== Required action ==
Leave every picture behind and copy the rest of the entries below exactly.

::::::::

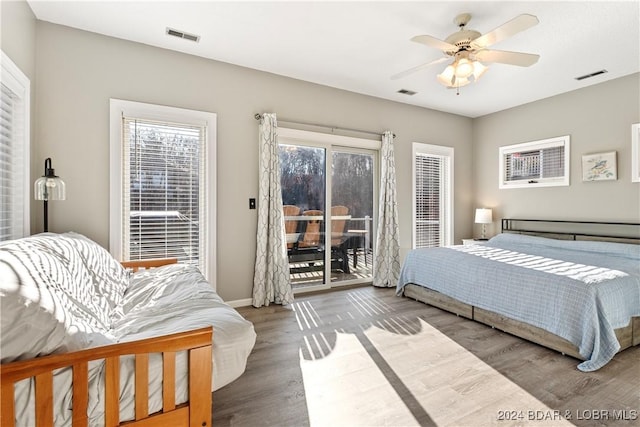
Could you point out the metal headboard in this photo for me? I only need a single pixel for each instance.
(627, 232)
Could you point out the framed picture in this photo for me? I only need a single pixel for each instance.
(635, 152)
(599, 167)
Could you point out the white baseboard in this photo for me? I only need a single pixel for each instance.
(240, 302)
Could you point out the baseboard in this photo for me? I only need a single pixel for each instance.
(240, 302)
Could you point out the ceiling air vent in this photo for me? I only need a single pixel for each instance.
(182, 35)
(595, 73)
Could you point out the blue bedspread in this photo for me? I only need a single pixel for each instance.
(580, 291)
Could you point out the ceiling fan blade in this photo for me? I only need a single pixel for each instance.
(418, 68)
(434, 42)
(508, 29)
(505, 57)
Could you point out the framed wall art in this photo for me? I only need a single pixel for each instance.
(599, 167)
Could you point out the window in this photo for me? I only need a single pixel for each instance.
(432, 195)
(329, 193)
(163, 194)
(535, 164)
(14, 151)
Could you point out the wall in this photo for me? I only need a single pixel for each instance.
(18, 41)
(77, 73)
(598, 118)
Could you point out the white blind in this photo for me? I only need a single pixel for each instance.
(163, 190)
(431, 193)
(12, 174)
(535, 165)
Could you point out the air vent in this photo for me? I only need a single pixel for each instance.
(182, 35)
(595, 73)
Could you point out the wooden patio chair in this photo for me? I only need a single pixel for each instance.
(290, 226)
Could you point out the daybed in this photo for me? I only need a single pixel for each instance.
(581, 298)
(130, 344)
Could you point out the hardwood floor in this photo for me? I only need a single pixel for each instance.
(364, 357)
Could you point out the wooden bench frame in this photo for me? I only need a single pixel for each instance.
(196, 412)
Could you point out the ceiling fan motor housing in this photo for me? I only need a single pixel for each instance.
(462, 40)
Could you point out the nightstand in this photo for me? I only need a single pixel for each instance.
(473, 241)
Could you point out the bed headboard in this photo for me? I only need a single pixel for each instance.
(626, 232)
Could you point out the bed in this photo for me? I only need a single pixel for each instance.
(87, 340)
(573, 286)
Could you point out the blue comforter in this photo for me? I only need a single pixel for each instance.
(578, 290)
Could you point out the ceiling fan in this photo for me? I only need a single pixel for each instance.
(469, 47)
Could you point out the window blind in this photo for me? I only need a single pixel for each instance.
(431, 197)
(537, 163)
(12, 174)
(163, 190)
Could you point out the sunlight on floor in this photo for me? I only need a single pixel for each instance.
(379, 377)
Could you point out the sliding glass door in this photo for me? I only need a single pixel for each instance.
(329, 196)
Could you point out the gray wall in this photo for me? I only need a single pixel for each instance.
(77, 73)
(598, 118)
(18, 41)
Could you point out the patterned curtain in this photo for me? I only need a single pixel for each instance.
(386, 264)
(271, 280)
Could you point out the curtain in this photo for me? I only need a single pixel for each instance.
(386, 263)
(271, 280)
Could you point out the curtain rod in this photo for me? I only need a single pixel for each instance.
(258, 116)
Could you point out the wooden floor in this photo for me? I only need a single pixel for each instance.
(364, 357)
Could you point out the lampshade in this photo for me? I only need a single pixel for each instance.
(49, 186)
(483, 216)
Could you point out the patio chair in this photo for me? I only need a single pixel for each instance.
(339, 240)
(291, 226)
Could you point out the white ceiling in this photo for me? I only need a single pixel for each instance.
(358, 46)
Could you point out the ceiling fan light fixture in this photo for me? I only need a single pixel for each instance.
(447, 76)
(478, 70)
(464, 68)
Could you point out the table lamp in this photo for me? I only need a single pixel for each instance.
(484, 217)
(49, 187)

::::::::

== Reply ==
Could you point out the metal headboard in this photo for me? I only need a single pixel for each instance.
(627, 232)
Could you point out the framed picture in this photo for me? I only need a single pixel for each instance.
(635, 152)
(599, 167)
Could you point out the white baseboard in this photo for me? I only need a single pixel for each instance.
(240, 302)
Could you point out the baseboard in this photo for me? I only need a single pixel for each instance.
(240, 302)
Could you point out the ceiling air vent in this photo for me? I only need a single pixel for each instance.
(182, 35)
(595, 73)
Could you point out the blue bedspread in this photo for me? I only need a single pixel for each instance.
(580, 291)
Could you point out the ceiling fan blade in this photo for me? I only need a single pixel for each instance.
(418, 68)
(434, 42)
(508, 29)
(505, 57)
Could you point out the framed wall art in this photo for me? I only need a single pixel for each instance.
(599, 167)
Could you point out the window in this photo for me? I only need a single pixel for each instance.
(432, 195)
(329, 193)
(163, 194)
(535, 164)
(14, 151)
Could you point out the wall in this photo for me? I only need a single pixel for each instance.
(18, 41)
(77, 73)
(598, 118)
Could you point out the white blind in this photo for me? I only need a single pixel for each instance.
(163, 190)
(431, 193)
(12, 174)
(535, 165)
Could you point out the air vent in this photo for me? I only need a single pixel for each instance.
(182, 35)
(595, 73)
Could you point out the wooden patio chair in this photo for me? I only need a single pixel for each instance.
(290, 226)
Could you point out the daybed in this photo for me? I only need a single pixel for each instance.
(581, 298)
(130, 344)
Could you point out the hardwood floor in this photo for me? I only need a single pixel for each instance.
(364, 357)
Could you point out the wooden bench frame in this photo for me? I only need a single pixel for each instance.
(196, 412)
Could you point out the ceiling fan motor housing in this photo for me? I only need a single pixel for each instance.
(462, 40)
Could you point out the nightstand in this photo for me? I only need a single pixel for each instance.
(473, 241)
Could you point out the bed headboard in this photo for me? I only need a single pixel for each instance.
(626, 232)
Could you point out the bed in this photo for me? I only need a single pixel for each instance.
(87, 340)
(573, 286)
Could you point out the blue comforter in this photo for me? I only need a single pixel for each instance.
(578, 290)
Could you point out the ceiling fan in this photo for me? I only need a single pixel for each instance.
(469, 47)
Could you point out the window blind in this photo for me? I only need a single pixel for each instance.
(431, 197)
(537, 163)
(12, 174)
(163, 190)
Could you point out the sunlight on floor in this photo for me? I only need a single pixel for each instance.
(379, 377)
Could you point out the sliding glass door in this photo for me? I only need a single pixel for each instance.
(329, 196)
Could you point out the gray wall in this photo for me? I only need a single pixel for each instance.
(77, 73)
(598, 118)
(18, 41)
Could you point out the patterned curtain in this photo for me? I only need a single pixel for each instance.
(386, 264)
(271, 280)
Could you point out the curtain in this photo for me? I only need a single pixel for each instance.
(386, 263)
(271, 280)
Could you point out the curtain rod in this photo for me? I only need a single pixel for each instance.
(258, 116)
Could you point out the wooden floor in this photo for me? I only need a single pixel for each instance.
(364, 357)
Could you point out the lampshade in this photo for me? I only need a single pixel for each instance.
(49, 186)
(483, 216)
Could you point out the patio chair in this photo for me? I only need a single pixel for each instance.
(339, 240)
(291, 226)
Could you point out the white ceiling in this photo for me? I only need a single pixel for each instance.
(358, 46)
Could you point out the ceiling fan light fixture in this photo for me? I only need a single pixel for each instance.
(447, 76)
(478, 70)
(464, 68)
Could you point out the table lamp in this photo for me? I only need a single pixel for each instance.
(484, 217)
(49, 187)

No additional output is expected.